[Records contained in a dataset]
= Beginning of Section =

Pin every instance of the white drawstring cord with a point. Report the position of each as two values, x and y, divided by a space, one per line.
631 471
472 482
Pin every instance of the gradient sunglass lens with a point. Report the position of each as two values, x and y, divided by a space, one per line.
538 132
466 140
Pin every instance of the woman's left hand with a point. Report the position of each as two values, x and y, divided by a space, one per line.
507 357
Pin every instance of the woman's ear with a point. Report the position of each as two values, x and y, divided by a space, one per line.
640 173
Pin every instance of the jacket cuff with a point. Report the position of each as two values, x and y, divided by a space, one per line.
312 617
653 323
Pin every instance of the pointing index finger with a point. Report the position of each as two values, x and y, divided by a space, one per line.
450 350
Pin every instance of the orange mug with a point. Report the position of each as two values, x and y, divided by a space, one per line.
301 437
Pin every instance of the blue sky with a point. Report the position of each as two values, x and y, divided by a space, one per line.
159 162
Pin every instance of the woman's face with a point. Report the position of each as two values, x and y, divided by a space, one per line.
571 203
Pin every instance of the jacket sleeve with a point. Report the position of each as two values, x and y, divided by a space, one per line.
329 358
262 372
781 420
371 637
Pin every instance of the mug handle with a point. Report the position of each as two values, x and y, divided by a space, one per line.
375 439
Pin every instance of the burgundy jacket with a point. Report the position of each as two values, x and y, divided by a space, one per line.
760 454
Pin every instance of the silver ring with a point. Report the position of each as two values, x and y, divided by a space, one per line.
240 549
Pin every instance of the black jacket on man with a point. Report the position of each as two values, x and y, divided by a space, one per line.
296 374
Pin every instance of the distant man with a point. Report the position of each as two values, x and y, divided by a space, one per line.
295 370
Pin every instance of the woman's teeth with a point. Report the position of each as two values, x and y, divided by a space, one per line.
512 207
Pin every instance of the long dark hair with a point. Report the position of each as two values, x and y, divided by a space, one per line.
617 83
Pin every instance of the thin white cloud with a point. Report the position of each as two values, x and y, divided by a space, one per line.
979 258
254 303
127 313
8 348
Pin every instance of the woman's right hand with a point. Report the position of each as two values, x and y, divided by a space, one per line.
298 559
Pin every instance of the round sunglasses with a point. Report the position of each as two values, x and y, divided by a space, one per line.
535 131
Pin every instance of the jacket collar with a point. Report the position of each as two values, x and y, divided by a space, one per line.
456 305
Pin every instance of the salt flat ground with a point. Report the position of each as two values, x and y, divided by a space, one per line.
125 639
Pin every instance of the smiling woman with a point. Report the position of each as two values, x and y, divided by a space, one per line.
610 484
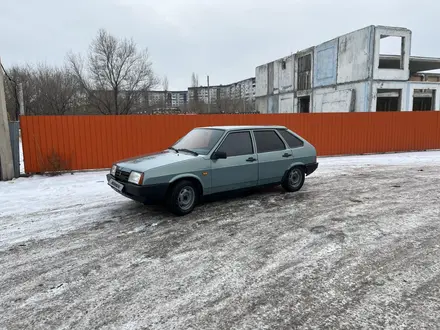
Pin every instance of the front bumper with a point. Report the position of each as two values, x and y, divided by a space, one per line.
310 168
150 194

= End of Section =
= Beginning of Section =

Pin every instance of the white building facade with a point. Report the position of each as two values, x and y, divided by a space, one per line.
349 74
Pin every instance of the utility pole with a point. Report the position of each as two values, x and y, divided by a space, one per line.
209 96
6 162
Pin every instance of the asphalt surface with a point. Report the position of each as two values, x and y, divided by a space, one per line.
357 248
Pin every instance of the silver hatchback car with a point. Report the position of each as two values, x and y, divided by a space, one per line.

= End of Section =
= Beginning of Section =

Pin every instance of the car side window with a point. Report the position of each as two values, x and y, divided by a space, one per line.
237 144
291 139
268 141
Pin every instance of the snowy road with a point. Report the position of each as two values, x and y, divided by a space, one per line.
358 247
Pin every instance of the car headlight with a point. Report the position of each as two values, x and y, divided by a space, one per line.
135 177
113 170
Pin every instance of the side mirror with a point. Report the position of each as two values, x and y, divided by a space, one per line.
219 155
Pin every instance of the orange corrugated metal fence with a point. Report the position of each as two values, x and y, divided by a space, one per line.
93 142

= End of Section =

| Work instruction |
Using the data above, reproduce exactly the lines between those holding "Pin every instance of the utility" and "Pin every instance of the silver hatchback", inclusive, and no others.

| Output for this task |
Pin every instance of the utility pole with a point. Report the position of each as two values, x and y, divided by a space, one per line.
209 96
6 162
Pin every instance of the asphalt surface with a point. Report the position of each as two values, x and y, divided by a space, one per line.
357 248
Pin every instance of the silver hatchback car with a point. Report the position of each as two values, x and y, divided by a space, one per line.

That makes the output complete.